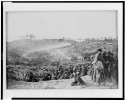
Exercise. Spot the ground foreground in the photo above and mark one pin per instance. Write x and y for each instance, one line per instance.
(59, 84)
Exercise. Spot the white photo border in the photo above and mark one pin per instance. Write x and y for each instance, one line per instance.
(63, 93)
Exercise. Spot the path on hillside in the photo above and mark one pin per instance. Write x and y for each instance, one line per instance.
(59, 84)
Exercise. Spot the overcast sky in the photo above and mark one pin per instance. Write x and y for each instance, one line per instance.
(82, 24)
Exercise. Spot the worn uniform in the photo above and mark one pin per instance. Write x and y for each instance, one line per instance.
(98, 64)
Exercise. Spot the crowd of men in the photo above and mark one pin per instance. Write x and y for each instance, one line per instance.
(103, 67)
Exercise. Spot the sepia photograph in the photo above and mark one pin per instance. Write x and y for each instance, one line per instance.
(62, 50)
(49, 51)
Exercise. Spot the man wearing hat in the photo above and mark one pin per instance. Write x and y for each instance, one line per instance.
(98, 64)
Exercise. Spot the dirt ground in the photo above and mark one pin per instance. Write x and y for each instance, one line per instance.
(59, 84)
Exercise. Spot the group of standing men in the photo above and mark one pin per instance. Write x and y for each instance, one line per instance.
(104, 66)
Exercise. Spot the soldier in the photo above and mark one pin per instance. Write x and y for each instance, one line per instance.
(98, 64)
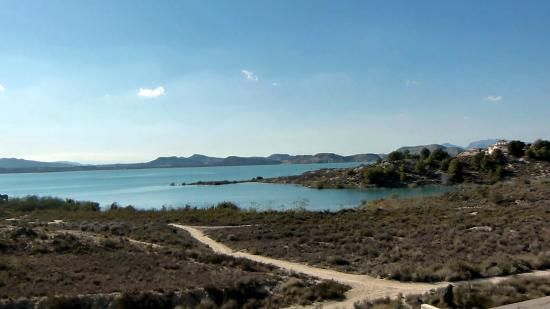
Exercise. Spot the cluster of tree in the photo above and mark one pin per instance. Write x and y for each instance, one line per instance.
(539, 150)
(492, 164)
(382, 176)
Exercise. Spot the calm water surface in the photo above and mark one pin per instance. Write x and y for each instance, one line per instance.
(149, 188)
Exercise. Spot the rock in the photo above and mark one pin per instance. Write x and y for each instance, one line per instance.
(25, 231)
(483, 228)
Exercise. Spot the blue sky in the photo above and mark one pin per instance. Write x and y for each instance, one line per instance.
(126, 81)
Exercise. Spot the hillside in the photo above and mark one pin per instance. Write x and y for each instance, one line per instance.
(415, 150)
(482, 143)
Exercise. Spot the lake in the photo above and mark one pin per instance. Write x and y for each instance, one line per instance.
(149, 188)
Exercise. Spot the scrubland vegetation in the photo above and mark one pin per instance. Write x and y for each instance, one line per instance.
(468, 296)
(92, 259)
(478, 231)
(494, 224)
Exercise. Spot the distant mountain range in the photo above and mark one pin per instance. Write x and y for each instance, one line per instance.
(12, 165)
(196, 160)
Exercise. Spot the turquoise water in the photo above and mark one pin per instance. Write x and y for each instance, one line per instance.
(149, 188)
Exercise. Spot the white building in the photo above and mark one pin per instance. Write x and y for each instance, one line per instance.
(502, 145)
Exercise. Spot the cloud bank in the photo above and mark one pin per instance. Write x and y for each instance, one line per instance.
(250, 75)
(151, 93)
(494, 98)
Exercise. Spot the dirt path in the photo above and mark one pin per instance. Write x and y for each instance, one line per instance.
(362, 286)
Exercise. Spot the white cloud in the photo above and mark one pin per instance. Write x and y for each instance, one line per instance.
(151, 93)
(250, 75)
(494, 98)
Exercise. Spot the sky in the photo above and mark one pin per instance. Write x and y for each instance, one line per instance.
(128, 81)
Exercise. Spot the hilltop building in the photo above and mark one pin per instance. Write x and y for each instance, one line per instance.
(502, 145)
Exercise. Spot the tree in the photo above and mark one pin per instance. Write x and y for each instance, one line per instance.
(438, 155)
(402, 174)
(540, 150)
(420, 167)
(455, 170)
(445, 164)
(424, 153)
(381, 177)
(395, 156)
(498, 157)
(497, 174)
(516, 148)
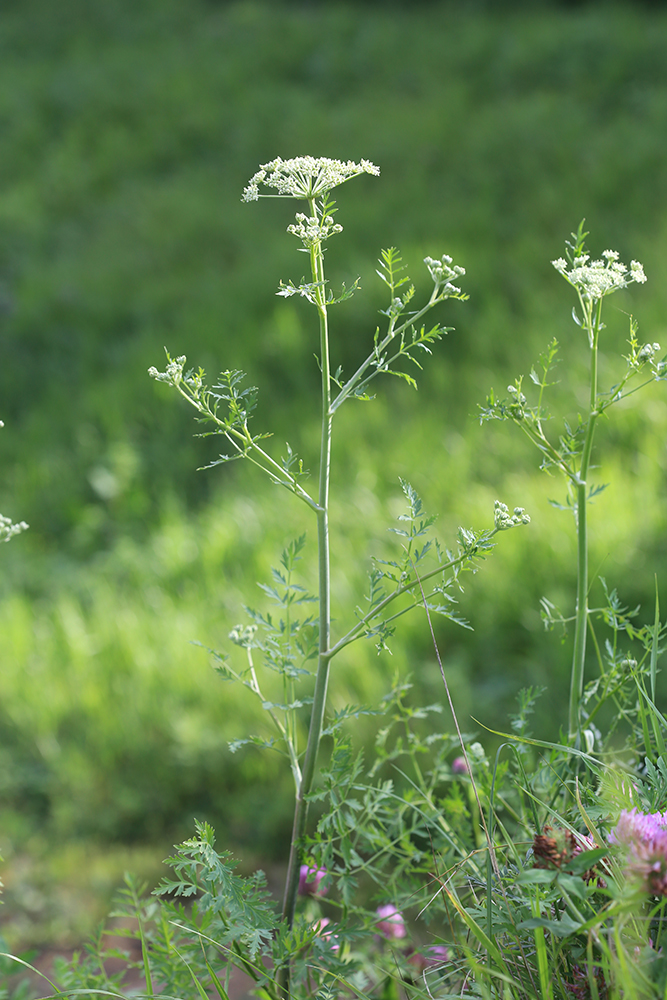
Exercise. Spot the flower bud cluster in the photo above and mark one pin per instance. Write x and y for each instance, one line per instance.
(644, 836)
(304, 176)
(9, 528)
(173, 374)
(313, 231)
(444, 274)
(310, 881)
(504, 520)
(647, 352)
(596, 278)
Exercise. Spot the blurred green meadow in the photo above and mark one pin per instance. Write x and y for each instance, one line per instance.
(128, 133)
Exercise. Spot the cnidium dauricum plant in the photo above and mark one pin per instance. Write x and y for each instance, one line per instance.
(592, 281)
(9, 528)
(289, 640)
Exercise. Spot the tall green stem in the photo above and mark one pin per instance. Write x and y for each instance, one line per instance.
(322, 675)
(593, 327)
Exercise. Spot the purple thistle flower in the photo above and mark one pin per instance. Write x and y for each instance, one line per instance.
(390, 923)
(644, 836)
(309, 881)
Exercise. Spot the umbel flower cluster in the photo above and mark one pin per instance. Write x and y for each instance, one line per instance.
(444, 274)
(594, 279)
(644, 836)
(304, 177)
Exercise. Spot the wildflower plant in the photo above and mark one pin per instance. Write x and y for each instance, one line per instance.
(8, 528)
(435, 869)
(225, 409)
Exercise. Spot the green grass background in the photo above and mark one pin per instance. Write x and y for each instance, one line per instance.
(129, 131)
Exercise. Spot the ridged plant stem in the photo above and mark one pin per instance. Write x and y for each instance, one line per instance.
(322, 675)
(593, 326)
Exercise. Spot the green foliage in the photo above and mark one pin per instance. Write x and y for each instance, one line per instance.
(129, 130)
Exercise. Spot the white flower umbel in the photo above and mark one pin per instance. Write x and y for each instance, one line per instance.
(8, 528)
(305, 177)
(594, 279)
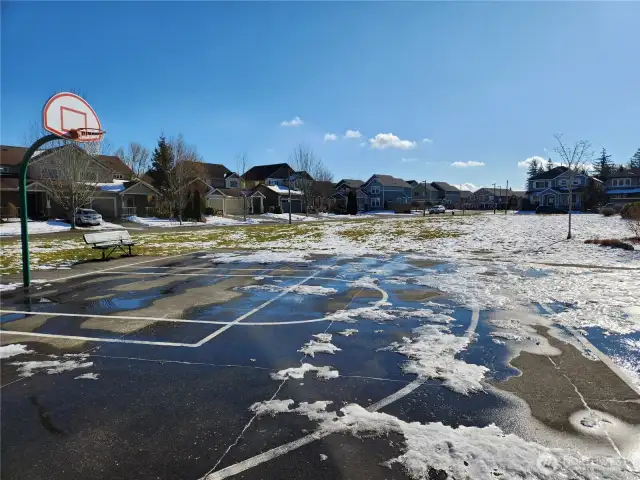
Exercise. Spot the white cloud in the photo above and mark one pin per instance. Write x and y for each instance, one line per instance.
(470, 163)
(383, 141)
(527, 162)
(330, 137)
(294, 122)
(352, 134)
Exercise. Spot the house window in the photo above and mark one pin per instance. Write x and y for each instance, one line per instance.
(621, 182)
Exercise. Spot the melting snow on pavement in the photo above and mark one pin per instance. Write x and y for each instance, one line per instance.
(432, 355)
(12, 350)
(463, 452)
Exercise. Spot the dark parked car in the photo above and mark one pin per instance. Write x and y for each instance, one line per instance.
(550, 209)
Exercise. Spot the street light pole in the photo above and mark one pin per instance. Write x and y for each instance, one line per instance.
(494, 198)
(506, 194)
(424, 200)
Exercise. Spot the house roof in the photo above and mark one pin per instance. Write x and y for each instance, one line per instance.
(351, 183)
(549, 174)
(262, 172)
(627, 172)
(115, 163)
(10, 155)
(389, 181)
(444, 186)
(214, 170)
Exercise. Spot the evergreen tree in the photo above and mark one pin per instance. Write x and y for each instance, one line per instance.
(352, 203)
(603, 166)
(549, 164)
(634, 162)
(534, 167)
(161, 163)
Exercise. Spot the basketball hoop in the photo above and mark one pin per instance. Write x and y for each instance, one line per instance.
(71, 117)
(89, 139)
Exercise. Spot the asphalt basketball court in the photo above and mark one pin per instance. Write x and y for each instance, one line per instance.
(183, 346)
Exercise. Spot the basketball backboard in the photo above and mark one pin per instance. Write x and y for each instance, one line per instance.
(70, 116)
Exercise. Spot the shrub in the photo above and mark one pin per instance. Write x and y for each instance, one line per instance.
(631, 211)
(611, 242)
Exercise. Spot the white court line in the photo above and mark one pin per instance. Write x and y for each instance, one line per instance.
(601, 355)
(97, 339)
(318, 435)
(251, 312)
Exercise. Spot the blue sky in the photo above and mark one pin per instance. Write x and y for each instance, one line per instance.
(486, 83)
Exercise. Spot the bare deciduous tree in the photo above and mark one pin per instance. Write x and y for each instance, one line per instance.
(242, 165)
(308, 167)
(136, 157)
(182, 168)
(575, 159)
(71, 176)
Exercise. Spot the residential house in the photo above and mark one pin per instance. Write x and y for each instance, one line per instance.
(341, 192)
(486, 199)
(277, 196)
(383, 190)
(425, 192)
(623, 186)
(447, 194)
(119, 193)
(551, 188)
(234, 201)
(275, 174)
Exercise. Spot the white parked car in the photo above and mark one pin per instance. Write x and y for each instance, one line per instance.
(86, 216)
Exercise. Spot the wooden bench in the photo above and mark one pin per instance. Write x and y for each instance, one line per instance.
(110, 241)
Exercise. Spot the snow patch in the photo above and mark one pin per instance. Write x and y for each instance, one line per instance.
(28, 369)
(324, 372)
(263, 256)
(348, 332)
(463, 452)
(432, 355)
(14, 349)
(314, 347)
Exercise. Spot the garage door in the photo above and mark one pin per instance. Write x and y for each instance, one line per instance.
(105, 207)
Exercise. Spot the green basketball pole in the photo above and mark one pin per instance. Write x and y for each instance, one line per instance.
(24, 228)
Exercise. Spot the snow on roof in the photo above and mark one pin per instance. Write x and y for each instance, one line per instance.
(280, 190)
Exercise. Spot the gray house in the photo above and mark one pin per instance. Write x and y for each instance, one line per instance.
(425, 192)
(550, 188)
(383, 190)
(624, 186)
(447, 194)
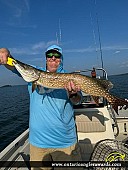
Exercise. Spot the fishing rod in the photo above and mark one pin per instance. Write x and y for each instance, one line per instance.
(99, 37)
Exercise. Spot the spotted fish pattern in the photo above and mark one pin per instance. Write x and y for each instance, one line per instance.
(94, 87)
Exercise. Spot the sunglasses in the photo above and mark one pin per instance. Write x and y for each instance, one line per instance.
(50, 55)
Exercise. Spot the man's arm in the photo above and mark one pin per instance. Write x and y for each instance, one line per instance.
(4, 54)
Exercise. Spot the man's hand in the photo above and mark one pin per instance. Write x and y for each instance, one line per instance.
(4, 53)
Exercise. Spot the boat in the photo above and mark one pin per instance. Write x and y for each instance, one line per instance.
(102, 136)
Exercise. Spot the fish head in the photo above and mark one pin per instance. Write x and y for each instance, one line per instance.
(28, 72)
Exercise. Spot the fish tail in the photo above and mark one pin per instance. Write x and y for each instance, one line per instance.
(116, 101)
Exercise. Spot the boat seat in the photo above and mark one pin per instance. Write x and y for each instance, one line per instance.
(91, 121)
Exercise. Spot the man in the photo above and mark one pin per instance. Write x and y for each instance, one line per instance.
(52, 127)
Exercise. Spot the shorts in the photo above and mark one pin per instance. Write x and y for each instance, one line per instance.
(70, 154)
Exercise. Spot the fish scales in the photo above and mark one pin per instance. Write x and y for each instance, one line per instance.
(94, 87)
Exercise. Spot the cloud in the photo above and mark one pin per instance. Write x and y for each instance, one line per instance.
(117, 49)
(123, 64)
(116, 52)
(32, 49)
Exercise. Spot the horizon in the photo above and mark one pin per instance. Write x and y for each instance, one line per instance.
(29, 27)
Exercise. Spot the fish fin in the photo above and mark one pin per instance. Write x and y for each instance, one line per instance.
(10, 61)
(106, 84)
(96, 99)
(116, 101)
(34, 85)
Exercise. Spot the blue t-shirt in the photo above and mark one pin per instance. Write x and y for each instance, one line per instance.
(51, 122)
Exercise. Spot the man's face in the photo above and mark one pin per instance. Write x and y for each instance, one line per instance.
(53, 61)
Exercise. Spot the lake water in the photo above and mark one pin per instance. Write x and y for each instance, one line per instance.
(14, 108)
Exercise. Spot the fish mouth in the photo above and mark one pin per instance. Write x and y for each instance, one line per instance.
(26, 71)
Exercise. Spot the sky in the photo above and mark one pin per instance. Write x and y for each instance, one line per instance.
(28, 27)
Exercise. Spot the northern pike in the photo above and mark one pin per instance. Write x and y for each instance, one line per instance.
(89, 85)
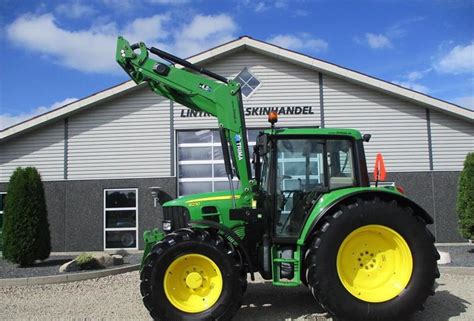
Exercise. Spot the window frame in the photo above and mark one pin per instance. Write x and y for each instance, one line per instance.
(1, 210)
(211, 161)
(253, 75)
(112, 229)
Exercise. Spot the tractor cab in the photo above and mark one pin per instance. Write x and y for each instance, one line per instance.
(295, 167)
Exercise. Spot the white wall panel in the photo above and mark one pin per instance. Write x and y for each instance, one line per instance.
(398, 128)
(42, 148)
(128, 137)
(452, 139)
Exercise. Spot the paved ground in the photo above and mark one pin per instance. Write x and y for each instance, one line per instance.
(49, 266)
(117, 297)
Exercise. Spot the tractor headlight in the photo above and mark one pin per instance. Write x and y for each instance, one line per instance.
(166, 225)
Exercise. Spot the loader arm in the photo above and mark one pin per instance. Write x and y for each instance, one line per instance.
(221, 98)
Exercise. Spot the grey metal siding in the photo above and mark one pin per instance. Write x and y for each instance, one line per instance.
(282, 85)
(123, 138)
(42, 148)
(452, 139)
(398, 128)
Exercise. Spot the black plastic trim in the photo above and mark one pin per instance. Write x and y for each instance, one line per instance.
(227, 231)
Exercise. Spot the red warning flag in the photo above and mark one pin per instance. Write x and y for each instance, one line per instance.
(379, 169)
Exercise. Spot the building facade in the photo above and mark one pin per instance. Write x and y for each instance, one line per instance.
(100, 156)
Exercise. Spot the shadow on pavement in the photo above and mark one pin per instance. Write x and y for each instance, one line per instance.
(49, 262)
(442, 307)
(264, 302)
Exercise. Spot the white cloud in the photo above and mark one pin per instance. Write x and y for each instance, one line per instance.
(168, 2)
(301, 41)
(467, 101)
(75, 10)
(7, 120)
(378, 41)
(412, 85)
(457, 61)
(260, 6)
(92, 50)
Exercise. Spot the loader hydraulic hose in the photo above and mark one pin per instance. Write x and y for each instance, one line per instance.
(187, 64)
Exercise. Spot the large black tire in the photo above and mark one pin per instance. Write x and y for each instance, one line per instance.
(321, 261)
(192, 241)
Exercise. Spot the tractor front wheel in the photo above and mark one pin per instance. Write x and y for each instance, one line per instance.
(372, 260)
(192, 275)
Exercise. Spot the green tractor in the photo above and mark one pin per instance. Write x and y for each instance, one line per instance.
(305, 215)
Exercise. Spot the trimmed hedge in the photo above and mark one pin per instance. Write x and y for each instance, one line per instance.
(465, 201)
(26, 236)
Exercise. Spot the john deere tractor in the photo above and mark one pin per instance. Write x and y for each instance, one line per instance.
(307, 215)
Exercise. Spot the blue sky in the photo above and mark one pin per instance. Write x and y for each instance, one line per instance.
(54, 52)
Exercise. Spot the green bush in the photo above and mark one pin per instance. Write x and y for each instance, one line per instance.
(465, 202)
(26, 235)
(86, 261)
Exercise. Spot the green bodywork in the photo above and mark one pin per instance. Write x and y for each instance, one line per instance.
(222, 99)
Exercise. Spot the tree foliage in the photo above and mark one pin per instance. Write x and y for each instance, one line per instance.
(26, 235)
(465, 202)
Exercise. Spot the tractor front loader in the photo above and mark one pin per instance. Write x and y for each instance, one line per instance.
(307, 216)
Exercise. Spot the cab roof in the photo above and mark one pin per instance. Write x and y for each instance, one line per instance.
(355, 134)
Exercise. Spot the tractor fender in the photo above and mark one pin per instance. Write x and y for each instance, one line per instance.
(227, 232)
(345, 199)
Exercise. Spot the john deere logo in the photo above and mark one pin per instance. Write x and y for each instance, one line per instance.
(238, 143)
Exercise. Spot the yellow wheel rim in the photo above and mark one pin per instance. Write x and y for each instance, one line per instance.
(193, 283)
(374, 263)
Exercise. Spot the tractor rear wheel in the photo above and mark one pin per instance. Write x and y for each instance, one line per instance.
(192, 275)
(372, 260)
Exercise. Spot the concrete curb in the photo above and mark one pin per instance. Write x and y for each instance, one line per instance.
(457, 270)
(71, 277)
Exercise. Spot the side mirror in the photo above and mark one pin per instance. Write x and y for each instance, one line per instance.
(262, 144)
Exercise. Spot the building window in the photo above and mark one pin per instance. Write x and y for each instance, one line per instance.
(3, 197)
(248, 82)
(120, 218)
(200, 161)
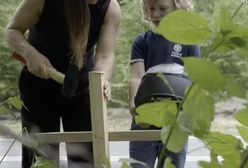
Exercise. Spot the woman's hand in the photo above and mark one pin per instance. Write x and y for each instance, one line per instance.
(37, 65)
(107, 90)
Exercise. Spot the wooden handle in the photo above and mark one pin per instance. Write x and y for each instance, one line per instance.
(52, 73)
(56, 75)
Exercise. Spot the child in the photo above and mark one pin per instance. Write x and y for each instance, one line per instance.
(152, 53)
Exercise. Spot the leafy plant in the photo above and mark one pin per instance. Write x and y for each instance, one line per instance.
(208, 78)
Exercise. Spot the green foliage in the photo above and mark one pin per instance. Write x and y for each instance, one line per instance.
(208, 77)
(242, 117)
(191, 29)
(205, 73)
(168, 163)
(170, 137)
(198, 111)
(131, 13)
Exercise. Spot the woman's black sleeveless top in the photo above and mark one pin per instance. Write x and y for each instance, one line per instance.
(49, 36)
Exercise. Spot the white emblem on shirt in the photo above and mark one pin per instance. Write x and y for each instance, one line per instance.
(177, 49)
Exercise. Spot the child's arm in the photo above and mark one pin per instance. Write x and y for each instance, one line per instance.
(137, 72)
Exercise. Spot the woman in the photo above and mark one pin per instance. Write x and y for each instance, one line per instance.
(62, 34)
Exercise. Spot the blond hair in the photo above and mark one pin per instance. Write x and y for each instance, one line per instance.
(180, 4)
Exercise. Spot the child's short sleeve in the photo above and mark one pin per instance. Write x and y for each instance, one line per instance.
(138, 49)
(194, 50)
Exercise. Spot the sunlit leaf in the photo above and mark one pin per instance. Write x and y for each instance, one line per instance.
(184, 27)
(234, 88)
(243, 131)
(242, 117)
(198, 111)
(158, 113)
(227, 146)
(3, 109)
(168, 163)
(223, 20)
(205, 73)
(174, 137)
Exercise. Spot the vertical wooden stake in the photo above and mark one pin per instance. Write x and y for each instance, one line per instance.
(98, 118)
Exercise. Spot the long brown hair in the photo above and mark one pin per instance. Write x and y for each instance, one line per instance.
(77, 16)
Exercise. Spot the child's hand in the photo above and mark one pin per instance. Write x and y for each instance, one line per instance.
(107, 90)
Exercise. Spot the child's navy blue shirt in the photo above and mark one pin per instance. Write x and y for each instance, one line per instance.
(153, 49)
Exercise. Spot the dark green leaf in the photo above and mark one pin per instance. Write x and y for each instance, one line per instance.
(198, 111)
(205, 73)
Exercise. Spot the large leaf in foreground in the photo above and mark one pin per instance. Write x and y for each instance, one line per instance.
(205, 73)
(198, 111)
(174, 137)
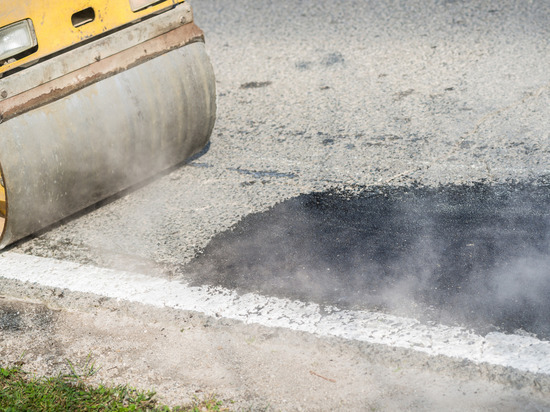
◇ ◇ ◇ ◇ ◇
Aim:
Locate each line in the rows above that contains the string "john", treating uppercase and lowercase letters as distinct, and copy every such line.

Solution to the exercise:
Exercise. Spot the john deere tractor in the photo above and mark one pin per instance. Write x and y for each instance, one line per instance.
Exercise. Spot the john deere logo in the photo above and mark one pin per instance. Write x and y for each instance, one line per instance.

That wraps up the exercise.